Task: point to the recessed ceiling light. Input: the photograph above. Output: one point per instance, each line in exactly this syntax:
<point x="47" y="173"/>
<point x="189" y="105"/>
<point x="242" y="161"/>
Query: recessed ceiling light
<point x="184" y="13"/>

----------------------------------------

What this task involves:
Transcribe all entries exactly as they are given.

Exercise result:
Task: point to the recessed ceiling light. Input: the photograph above. Output: one point per instance, each line in exactly this syntax:
<point x="47" y="173"/>
<point x="189" y="105"/>
<point x="242" y="161"/>
Query: recessed ceiling light
<point x="184" y="13"/>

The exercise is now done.